[Entries from a pointing dataset]
────────────────
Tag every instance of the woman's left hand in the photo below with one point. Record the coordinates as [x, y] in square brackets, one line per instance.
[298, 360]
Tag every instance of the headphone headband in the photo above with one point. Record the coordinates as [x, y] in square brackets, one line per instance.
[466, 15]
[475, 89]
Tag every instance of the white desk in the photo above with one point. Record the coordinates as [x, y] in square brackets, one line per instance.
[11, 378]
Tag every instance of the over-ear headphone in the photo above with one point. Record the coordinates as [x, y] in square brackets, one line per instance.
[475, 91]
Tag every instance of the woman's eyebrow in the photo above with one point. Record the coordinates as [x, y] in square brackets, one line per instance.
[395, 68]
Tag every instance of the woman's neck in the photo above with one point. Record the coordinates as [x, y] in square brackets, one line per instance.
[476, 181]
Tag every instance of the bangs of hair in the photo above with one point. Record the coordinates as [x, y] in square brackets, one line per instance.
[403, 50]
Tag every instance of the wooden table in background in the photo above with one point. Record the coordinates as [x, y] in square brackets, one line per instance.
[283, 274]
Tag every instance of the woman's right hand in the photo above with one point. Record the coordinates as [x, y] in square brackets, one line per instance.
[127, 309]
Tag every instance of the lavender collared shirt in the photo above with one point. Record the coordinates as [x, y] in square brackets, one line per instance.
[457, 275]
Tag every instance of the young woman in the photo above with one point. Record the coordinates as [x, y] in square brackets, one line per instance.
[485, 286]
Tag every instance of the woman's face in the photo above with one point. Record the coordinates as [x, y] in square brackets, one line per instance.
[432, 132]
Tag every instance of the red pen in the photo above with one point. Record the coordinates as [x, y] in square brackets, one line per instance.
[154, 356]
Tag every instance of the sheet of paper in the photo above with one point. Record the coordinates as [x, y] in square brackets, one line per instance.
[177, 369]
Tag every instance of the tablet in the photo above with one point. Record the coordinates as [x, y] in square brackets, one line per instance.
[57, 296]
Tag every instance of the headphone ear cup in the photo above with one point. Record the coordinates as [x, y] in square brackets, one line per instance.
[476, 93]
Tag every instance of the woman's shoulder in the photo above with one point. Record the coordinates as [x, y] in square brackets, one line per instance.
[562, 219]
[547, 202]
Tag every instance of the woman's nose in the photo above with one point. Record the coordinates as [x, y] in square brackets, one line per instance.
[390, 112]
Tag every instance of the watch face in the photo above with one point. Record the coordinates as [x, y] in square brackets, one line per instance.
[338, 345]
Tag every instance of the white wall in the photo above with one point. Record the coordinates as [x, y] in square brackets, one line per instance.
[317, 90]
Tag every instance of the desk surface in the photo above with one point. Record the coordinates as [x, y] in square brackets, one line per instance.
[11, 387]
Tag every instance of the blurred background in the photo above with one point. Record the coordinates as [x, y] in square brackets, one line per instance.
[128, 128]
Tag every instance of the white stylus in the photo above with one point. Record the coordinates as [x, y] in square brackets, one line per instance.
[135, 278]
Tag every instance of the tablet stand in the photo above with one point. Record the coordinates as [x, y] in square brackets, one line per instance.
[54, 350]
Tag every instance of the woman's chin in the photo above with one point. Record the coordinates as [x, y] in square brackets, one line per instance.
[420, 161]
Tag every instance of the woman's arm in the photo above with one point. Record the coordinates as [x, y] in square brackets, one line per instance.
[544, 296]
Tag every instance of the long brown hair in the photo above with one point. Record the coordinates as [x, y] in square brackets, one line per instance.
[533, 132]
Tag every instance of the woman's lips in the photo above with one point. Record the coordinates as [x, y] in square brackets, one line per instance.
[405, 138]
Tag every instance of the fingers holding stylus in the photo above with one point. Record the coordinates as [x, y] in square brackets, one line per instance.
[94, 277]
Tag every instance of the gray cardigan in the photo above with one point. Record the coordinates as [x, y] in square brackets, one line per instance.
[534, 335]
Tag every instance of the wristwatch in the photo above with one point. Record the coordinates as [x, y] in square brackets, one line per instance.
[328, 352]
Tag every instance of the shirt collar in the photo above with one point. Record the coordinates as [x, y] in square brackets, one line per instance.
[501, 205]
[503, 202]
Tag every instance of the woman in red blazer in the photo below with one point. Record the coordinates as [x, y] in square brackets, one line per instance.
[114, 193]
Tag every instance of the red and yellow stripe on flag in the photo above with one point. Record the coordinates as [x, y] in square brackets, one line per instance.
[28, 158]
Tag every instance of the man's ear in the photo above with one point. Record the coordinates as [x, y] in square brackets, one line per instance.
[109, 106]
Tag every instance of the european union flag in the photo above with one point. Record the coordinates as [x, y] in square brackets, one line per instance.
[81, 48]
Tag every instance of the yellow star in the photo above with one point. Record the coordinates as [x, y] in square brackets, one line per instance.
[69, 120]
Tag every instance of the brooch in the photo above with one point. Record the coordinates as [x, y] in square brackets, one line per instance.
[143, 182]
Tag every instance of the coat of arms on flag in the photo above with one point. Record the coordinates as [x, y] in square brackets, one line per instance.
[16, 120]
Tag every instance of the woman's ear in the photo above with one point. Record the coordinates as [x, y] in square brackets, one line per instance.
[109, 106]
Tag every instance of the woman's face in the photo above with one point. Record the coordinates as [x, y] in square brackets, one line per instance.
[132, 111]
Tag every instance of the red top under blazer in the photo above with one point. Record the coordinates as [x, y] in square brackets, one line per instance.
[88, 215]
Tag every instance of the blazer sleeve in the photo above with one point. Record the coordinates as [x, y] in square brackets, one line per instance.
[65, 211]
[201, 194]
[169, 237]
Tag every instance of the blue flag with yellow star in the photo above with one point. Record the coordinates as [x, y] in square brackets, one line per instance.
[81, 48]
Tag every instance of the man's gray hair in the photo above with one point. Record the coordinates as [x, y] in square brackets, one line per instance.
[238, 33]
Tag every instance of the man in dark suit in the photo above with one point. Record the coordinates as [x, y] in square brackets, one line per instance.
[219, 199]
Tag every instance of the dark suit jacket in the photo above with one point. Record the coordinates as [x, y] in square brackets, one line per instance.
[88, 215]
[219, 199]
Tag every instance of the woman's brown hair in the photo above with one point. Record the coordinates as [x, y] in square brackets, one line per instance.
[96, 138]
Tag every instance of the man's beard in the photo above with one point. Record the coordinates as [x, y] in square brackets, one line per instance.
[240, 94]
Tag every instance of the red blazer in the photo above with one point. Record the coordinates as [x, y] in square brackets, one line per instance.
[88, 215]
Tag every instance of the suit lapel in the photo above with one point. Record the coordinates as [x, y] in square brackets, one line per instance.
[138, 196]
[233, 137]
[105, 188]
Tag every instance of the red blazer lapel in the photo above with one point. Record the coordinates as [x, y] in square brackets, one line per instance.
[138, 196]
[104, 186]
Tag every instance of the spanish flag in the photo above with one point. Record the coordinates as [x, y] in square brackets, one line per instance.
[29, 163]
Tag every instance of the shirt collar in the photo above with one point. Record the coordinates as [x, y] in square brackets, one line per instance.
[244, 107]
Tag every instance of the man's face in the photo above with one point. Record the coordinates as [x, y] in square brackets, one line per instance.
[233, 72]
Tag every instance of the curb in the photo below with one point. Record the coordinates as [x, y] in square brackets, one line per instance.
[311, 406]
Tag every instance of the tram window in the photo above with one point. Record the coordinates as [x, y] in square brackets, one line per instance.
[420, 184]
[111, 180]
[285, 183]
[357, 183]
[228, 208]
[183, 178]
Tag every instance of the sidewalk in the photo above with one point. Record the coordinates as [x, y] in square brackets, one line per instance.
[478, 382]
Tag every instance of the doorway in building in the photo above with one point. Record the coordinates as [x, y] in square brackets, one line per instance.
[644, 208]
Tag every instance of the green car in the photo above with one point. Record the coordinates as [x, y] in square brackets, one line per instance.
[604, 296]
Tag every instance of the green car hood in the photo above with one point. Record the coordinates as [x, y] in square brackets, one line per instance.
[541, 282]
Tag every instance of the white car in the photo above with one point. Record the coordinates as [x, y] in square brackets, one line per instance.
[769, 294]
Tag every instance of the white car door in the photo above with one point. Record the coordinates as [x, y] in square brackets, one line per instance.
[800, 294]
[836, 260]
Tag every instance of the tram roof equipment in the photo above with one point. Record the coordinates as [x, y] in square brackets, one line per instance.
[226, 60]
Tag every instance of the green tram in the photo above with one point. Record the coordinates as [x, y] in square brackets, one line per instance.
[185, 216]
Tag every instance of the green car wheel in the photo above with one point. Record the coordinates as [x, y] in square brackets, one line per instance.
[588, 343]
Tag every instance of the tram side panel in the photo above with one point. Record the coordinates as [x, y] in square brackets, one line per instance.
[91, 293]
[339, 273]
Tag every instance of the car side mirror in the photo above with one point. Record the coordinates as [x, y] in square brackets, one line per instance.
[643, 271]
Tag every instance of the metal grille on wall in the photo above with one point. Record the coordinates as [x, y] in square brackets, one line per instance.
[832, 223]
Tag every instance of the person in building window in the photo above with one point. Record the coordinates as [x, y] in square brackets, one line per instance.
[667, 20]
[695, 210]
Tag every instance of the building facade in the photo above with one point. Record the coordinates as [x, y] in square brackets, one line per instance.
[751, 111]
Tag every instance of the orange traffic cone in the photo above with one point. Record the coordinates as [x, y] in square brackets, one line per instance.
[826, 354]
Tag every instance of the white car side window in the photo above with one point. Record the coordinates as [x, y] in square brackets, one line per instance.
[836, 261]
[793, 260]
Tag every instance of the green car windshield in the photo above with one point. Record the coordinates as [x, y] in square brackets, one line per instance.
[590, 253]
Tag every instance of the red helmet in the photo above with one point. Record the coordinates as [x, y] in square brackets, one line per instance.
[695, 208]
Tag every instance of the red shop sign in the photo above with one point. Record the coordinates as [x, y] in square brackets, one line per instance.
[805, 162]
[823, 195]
────────────────
▸ **WRITTEN EXERCISE**: From the line containing "Tag every instance of the person" down to the last line, reproduce the records exactly. Include both ends.

▸ **TASK RESULT**:
Tag every instance of the person in building window in the photo above with one point. Record the coordinates as [x, y] in square brackets, one line per instance.
[667, 20]
[695, 210]
Tag every instance of the building facade in the photo above with one point. Record the coordinates as [x, y] in square brackets, one line per instance.
[751, 111]
Tag every instance of the orange traffic cone in the photo above with one point. Record the coordinates as [x, y] in square brackets, one line per instance.
[826, 354]
Tag every instance of the white car side window in the photo above with one point. Record the coordinates as [x, y] in square brackets, one line per instance.
[836, 261]
[793, 260]
Tag every instance of the green car windshield in the photo above with one point. Record the coordinates as [x, y] in square brackets, one line per instance.
[590, 253]
Tag every instance of the red helmet in the photo above with one point. Record the coordinates as [x, y] in square brackets, one line per instance.
[695, 208]
Tag every instance of the red shop sign in the photo above with one point. Record the coordinates as [x, y] in square brackets, one line per instance.
[805, 162]
[823, 195]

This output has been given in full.